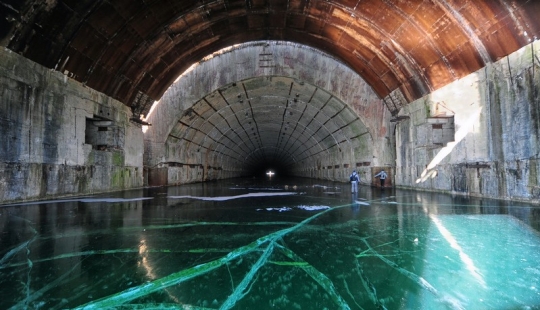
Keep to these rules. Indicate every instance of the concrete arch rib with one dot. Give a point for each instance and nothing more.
(311, 72)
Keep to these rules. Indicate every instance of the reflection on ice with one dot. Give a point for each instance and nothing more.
(302, 207)
(190, 248)
(224, 198)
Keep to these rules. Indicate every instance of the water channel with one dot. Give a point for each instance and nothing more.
(270, 244)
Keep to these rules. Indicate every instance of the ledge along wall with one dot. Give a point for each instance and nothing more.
(478, 136)
(60, 138)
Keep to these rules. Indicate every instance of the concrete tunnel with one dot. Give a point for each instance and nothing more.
(110, 95)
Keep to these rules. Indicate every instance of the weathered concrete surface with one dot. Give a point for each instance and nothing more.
(497, 130)
(301, 69)
(47, 131)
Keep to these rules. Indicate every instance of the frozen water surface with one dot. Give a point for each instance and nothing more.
(270, 244)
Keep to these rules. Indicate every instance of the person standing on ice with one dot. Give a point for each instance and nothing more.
(354, 178)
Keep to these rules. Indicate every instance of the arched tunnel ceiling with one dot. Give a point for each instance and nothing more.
(268, 121)
(132, 50)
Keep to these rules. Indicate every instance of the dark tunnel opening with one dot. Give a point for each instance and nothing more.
(262, 169)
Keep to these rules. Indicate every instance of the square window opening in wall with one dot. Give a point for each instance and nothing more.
(103, 134)
(442, 129)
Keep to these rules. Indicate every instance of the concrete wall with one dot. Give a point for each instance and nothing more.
(61, 138)
(495, 148)
(290, 60)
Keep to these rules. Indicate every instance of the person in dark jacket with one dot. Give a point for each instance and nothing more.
(354, 178)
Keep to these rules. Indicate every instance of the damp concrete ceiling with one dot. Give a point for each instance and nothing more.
(133, 50)
(268, 122)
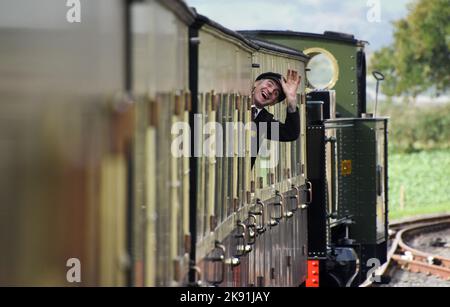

##########

Problem to solve: Excluding the pictures, transcribe each entry above word for word.

Output of the task:
Keep to these rules. Indicate every instance of the concrete arch rib with one dot. Give a point for each instance and nothing more.
(311, 72)
Keep to these rules. Indicate every instance of the reflection on ice with one dot. Give a point for each instance and nothing more.
(302, 207)
(190, 248)
(224, 198)
Keep to these rules. Indicate every instance of the water channel with one dot. Give a point for each instance and nothing more.
(270, 244)
Keep to these rules. Indicate every instance of the ledge along wall with one dot. Give a point for each instance and nothing more.
(478, 136)
(60, 138)
Keep to these rules. Indicate every instance of the concrete tunnel with one dot. Give a point for each instance and nothing more.
(110, 95)
Keep to these rules. Indicate every instance of the weathered concrete surface with one dot. Give a point for each instance and nothing more.
(497, 130)
(301, 69)
(47, 131)
Keep to these rules. Indicate every instance of the frozen water surface with one dot. Give a point for each instance and nothing more.
(270, 244)
Keep to these rules. Indicate every instance of the person standing on ice with one dot. Give a point for each instance and nothing more.
(354, 178)
Keep to these rules. Indicate every instance of the arched tunnel ceiling with one dot. Give a point for each instance and nothing more.
(268, 121)
(132, 50)
Keep to these rules. Indicate every instance of the dark tunnel opening with one dot. Give a point for each instance and nothing more.
(262, 169)
Keep to these rules. Indicate every instance of the square window opening in wall with one dot. Give a point for each instance and nothing more.
(103, 134)
(442, 129)
Keep to these rules. Indicate every instance of the concrete wall with one dot. Give a point for each instance and nothing more.
(61, 138)
(495, 148)
(290, 60)
Keep to these rules. Indicate every instance of the person in dark jacket with one dot. Give a point for each instance and nothing more.
(354, 178)
Keep to these rules. Indicate every instance of the damp concrete ceiling with one dot. Give a point for each instance and nothing more.
(133, 50)
(268, 122)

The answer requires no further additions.